(Einträge aus einem Datensatz)
----
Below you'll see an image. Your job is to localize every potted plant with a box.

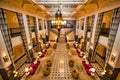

[47,60,52,67]
[53,43,57,49]
[44,67,50,76]
[66,43,70,49]
[72,70,79,79]
[69,60,74,67]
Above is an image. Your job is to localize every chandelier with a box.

[51,9,66,29]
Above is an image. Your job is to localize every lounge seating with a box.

[46,43,50,49]
[29,61,40,75]
[82,61,95,75]
[73,43,78,49]
[40,49,47,57]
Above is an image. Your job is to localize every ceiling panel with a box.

[32,0,88,18]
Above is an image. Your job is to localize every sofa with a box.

[29,61,40,75]
[82,61,94,75]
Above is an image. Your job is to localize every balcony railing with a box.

[100,28,110,37]
[9,28,21,37]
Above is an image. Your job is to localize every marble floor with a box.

[21,35,99,80]
[49,43,73,80]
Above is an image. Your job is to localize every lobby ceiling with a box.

[32,0,88,18]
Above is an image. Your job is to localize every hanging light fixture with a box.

[51,0,66,29]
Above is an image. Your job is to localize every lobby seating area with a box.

[76,50,85,57]
[29,61,40,75]
[82,61,95,76]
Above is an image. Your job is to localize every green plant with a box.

[47,60,52,67]
[69,60,74,67]
[72,70,79,79]
[66,43,70,49]
[53,43,57,49]
[44,67,50,76]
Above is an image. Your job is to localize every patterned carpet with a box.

[18,63,30,77]
[49,37,73,80]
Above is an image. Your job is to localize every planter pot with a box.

[44,68,50,76]
[69,60,74,67]
[47,61,52,67]
[72,70,79,79]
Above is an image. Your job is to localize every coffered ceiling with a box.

[32,0,88,18]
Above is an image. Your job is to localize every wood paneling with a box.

[13,43,25,60]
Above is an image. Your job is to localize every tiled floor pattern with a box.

[49,38,73,80]
[91,63,103,76]
[18,63,30,77]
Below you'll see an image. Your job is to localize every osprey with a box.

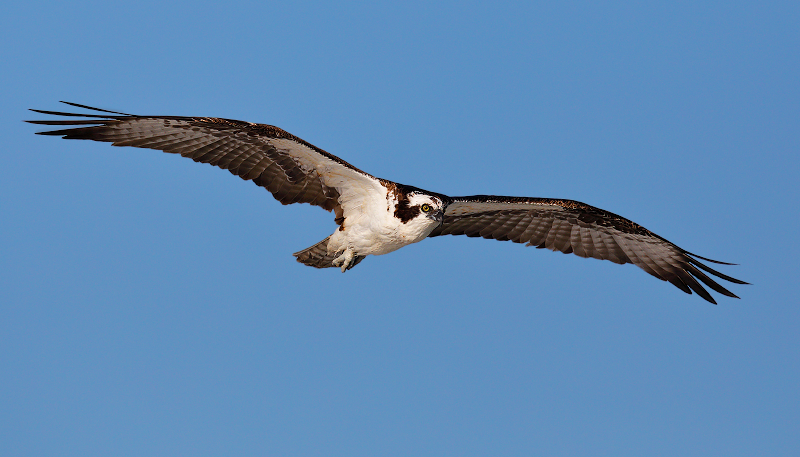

[27,102,747,304]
----
» AUFGABE IM DETAIL:
Gib alle Zeilen von der Zeile mit „Above is an image. Your job is to localize every patterned“ bis zum Ende des Materials, beide eingeschlossen, vollständig wieder und verschiebe dabei jede Zahl in den Koordinaten der Begrenzungsrahmen um 90. Lass die Bildverweise in deiner Antwort weg.

» ANTWORT ZUR AUFGABE:
Above is an image. Your job is to localize every patterned carpet with a box.

[108,153,120,167]
[139,127,163,170]
Above is an image. Your job is to localize every planter pot with a box.

[134,158,140,166]
[159,150,164,157]
[137,151,142,157]
[162,160,169,169]
Above is an image. Your job is to localize every coffered ceiling with a box.

[122,90,178,108]
Above is an image. Your job is to localize every wood paneling with a box.

[103,133,115,150]
Above is an image. Your job is to localize every tiled floor pattern with a box.

[139,128,163,170]
[181,153,193,166]
[108,153,120,167]
Below you'll see an image. Your job is to localize every osprey with a box.


[117,192,837,394]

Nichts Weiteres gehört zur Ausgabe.